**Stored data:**
Start of Block

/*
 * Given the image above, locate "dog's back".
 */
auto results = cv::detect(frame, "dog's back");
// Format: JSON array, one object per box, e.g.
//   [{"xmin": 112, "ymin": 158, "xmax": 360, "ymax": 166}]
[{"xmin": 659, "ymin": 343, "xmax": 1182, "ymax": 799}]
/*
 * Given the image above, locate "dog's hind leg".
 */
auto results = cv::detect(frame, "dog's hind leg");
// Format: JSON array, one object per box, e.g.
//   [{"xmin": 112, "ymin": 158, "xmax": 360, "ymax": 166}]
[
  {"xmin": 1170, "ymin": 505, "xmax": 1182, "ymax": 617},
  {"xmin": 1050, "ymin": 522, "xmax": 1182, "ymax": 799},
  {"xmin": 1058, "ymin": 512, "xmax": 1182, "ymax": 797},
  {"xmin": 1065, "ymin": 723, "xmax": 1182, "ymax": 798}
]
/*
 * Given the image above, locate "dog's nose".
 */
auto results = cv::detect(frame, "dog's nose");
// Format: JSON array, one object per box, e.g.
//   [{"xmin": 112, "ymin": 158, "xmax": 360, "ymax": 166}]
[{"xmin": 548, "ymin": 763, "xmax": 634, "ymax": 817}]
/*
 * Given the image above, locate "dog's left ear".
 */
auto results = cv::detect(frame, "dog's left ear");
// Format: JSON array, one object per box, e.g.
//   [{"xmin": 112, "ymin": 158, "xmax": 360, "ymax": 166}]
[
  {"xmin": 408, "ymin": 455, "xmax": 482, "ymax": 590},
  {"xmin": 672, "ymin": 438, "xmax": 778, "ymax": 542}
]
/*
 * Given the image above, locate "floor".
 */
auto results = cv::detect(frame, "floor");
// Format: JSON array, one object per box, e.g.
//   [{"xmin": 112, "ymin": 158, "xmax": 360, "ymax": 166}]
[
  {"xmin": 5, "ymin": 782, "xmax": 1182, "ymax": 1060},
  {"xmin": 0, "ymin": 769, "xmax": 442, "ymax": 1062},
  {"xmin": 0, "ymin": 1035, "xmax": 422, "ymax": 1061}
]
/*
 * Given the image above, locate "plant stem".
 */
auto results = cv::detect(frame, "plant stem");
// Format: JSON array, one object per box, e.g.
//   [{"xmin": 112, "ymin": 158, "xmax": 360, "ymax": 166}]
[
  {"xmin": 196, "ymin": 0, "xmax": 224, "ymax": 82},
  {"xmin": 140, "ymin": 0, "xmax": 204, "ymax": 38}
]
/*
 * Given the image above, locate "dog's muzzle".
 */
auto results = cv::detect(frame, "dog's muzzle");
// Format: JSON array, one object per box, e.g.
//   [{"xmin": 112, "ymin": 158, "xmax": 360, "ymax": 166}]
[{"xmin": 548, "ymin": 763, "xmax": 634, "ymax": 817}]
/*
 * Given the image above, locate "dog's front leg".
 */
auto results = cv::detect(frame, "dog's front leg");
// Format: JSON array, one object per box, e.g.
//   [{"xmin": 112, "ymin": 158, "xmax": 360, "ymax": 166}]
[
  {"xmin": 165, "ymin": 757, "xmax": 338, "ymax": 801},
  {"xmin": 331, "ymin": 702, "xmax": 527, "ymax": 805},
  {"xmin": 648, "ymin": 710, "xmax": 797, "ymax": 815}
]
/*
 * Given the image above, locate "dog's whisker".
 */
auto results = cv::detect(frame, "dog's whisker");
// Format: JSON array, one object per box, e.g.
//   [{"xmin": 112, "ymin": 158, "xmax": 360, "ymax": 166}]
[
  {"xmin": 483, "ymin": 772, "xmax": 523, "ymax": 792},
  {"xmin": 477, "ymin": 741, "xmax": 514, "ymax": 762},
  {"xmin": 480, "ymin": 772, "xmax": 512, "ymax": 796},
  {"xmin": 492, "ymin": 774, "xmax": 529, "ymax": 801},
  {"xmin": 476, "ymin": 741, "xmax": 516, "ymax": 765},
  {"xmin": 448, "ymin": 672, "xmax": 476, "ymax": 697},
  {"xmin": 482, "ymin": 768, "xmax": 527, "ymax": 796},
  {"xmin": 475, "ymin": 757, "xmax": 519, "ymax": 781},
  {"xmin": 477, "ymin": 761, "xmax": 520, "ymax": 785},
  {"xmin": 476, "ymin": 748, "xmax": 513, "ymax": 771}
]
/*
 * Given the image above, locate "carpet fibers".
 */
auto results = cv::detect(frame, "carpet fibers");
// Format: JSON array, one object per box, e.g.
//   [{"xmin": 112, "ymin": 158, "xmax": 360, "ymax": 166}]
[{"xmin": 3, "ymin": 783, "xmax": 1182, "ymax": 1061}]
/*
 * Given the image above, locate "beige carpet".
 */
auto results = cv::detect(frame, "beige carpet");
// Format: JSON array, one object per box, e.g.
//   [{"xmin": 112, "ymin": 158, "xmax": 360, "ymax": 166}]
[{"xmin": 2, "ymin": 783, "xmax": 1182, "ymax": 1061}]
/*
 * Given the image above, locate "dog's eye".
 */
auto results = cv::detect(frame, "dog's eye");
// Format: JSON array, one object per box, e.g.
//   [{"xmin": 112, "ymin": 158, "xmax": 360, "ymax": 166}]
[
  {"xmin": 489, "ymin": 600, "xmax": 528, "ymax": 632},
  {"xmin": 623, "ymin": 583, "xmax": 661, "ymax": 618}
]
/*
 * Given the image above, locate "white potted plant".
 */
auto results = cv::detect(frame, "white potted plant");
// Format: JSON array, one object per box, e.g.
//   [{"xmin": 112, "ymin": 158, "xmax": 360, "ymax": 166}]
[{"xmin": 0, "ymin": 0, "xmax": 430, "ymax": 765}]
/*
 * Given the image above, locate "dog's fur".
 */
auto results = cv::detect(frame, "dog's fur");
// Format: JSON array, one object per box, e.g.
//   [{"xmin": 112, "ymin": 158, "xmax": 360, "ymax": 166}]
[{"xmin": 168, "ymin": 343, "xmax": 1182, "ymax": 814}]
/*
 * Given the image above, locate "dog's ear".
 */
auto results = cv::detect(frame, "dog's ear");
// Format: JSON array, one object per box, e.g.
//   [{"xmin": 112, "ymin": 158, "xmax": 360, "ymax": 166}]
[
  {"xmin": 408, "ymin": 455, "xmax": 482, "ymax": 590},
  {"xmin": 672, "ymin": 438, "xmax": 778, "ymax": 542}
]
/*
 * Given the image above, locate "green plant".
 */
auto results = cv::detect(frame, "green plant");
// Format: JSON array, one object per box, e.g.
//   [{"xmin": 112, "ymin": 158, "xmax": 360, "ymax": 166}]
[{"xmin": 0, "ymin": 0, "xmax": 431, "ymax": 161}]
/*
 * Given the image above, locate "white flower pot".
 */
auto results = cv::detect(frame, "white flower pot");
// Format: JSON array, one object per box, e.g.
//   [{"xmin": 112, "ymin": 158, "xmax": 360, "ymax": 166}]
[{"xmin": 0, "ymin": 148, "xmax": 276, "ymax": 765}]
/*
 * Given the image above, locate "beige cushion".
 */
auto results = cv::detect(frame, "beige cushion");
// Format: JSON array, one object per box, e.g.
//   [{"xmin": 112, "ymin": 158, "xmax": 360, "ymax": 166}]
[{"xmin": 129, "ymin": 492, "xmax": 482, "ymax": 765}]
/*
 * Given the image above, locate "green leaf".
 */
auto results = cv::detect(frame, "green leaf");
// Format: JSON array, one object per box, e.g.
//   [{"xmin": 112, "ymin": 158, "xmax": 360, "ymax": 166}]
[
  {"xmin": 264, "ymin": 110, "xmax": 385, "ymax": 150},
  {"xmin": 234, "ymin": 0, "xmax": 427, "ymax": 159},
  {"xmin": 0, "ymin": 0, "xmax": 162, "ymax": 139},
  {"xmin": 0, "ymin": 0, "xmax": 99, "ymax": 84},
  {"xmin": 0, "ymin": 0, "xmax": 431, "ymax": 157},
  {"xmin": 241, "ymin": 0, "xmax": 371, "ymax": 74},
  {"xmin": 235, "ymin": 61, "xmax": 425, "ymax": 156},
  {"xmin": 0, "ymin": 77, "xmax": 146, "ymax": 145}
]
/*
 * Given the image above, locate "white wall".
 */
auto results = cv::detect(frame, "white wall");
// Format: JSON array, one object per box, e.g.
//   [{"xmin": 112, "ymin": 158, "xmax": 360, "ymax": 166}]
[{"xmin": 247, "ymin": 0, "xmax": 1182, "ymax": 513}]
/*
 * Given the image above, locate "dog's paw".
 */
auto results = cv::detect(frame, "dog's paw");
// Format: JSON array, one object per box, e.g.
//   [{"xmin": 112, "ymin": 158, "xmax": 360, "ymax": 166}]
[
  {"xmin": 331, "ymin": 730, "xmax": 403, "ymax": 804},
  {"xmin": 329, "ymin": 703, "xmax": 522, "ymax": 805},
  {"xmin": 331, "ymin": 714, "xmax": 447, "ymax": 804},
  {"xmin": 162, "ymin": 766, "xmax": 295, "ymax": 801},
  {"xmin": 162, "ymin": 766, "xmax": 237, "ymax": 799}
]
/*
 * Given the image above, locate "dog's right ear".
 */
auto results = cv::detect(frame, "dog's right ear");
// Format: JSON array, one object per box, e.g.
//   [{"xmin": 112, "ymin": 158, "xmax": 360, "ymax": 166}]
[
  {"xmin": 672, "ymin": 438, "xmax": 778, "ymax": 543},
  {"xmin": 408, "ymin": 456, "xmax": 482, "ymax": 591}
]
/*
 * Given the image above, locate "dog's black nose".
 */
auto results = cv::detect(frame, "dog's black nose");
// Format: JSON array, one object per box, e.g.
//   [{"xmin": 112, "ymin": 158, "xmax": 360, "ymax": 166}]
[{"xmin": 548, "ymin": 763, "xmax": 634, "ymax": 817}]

End of Block

**The task:** What lines in the data above contain the word "stem"? Copy them all.

**Answer box:**
 * Given the image above, locate "plant stem".
auto results = cv::detect(frame, "plant stem");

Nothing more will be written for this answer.